## Data to process:
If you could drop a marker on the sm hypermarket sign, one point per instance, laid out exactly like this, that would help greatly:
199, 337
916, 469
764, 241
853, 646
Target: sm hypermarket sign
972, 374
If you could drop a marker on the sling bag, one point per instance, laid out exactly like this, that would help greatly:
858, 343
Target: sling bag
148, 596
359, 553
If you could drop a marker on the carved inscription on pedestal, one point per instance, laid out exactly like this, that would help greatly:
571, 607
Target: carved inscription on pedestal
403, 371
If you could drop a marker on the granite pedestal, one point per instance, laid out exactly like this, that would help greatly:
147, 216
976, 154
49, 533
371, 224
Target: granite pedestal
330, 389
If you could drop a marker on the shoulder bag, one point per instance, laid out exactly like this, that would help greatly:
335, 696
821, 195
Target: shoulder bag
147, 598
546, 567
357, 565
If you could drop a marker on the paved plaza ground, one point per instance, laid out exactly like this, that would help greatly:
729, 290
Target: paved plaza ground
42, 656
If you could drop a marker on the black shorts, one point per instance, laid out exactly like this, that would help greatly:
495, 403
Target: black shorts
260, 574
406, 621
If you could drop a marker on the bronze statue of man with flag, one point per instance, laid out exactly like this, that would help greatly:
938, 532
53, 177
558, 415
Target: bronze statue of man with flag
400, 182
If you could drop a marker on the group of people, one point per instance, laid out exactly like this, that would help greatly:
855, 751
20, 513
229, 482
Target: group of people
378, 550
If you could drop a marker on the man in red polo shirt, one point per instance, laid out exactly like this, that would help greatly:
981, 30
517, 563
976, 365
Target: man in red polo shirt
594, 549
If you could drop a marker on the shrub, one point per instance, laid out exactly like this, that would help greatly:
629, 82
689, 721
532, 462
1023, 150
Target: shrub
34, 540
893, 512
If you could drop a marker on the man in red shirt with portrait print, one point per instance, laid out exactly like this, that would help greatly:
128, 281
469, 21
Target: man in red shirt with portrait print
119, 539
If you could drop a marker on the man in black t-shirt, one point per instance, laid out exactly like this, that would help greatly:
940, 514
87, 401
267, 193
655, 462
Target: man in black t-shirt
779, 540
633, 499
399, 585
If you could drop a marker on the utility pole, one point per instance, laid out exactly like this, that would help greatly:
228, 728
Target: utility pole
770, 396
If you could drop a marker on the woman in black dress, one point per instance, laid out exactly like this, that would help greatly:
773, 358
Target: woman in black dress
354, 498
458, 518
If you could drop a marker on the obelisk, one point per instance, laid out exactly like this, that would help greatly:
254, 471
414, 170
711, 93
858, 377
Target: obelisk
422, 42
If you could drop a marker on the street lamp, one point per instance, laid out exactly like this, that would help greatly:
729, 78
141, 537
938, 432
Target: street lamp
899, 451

## Short exercise:
Output the listing above exactly as it appears.

## Right answer:
If you could drop a marker on the sm hypermarket sign, one point per instance, laid out exactly like this, that would help greatly:
199, 337
916, 469
764, 241
853, 646
Target: sm hypermarket sign
972, 374
If you could drop a marker on the sling bag, one point per instance, laid out exactly like this, that would help greatly:
858, 343
Target: sling bag
148, 596
359, 553
If you could drop a marker on the carved inscription on pedestal, one point per instance, laid out exactly like this, that would help greatly:
571, 607
Target: carved inscription on pedestal
403, 371
If you could drop a marker on the granite pedestal, one point per instance, laid out exactly like this, that would help greatly:
147, 216
976, 154
49, 533
371, 224
Target: granite pedestal
330, 389
If you could drop a marker on the shoulder bag, one point per instance, laid out exactly like this, that would help greatly:
335, 696
821, 195
Target: shoulder bag
147, 598
546, 567
357, 565
If you could drop a marker on the paved plaza ground, one point per instance, laid out exactly like this, that would help greatly:
729, 290
Target: paved plaza ground
42, 656
If you could drop a marker on the black shorts, one point per instance, laid out exactly like this, that would help greatly:
495, 403
Target: black shorts
260, 574
406, 621
If you could drop a marker on the bronze statue of man with flag, one point per instance, laid out exactly like this, that would help greatly:
938, 532
53, 177
558, 415
Target: bronze statue of man with flag
400, 182
If you could drop a marker on the group of people, one point per instance, laid out exactly like this, that would help greatly:
855, 751
20, 513
229, 482
Target: group of people
378, 550
If you could drop a marker on the man in red polo shirt, one point per instance, laid out exactly like this, that would help greatly:
981, 30
517, 563
976, 365
Target: man in red polo shirt
594, 549
If you could drop a marker on the shrub, one point per instance, laid out exactly like this, that would help greatly:
629, 82
689, 721
532, 462
1023, 150
Target: shrub
34, 540
893, 512
If you could drop a marker on the man in red shirt with portrait print, one point per instance, laid out exactly like this, that would help greatly:
128, 281
469, 21
Target: man in red shirt with portrait print
119, 539
If you could drop a marker on the man in black t-shirt, one point per instance, laid out exactly like this, that would help greatly:
940, 514
87, 401
267, 193
655, 462
Target: man in black t-shirt
779, 540
633, 499
399, 585
If you could drop a marker on the utility pole, one point per instance, laid out exactly like this, that would help greatly:
228, 728
Target: utility pole
770, 396
If you could drop a marker on the woman in black dress, one point per instance, laid out exactly like this, that would help greatly:
773, 358
Target: woman in black dress
354, 498
458, 518
If you could drop a marker on the obelisk, one point per instance, laid out exactly like this, that would help greatly:
254, 471
414, 170
711, 93
858, 377
Target: obelisk
422, 42
If you could drop a marker on the street lamp, one point per instance, laid out exactly like this, that would help greatly:
729, 78
141, 537
938, 432
Target: street lamp
899, 451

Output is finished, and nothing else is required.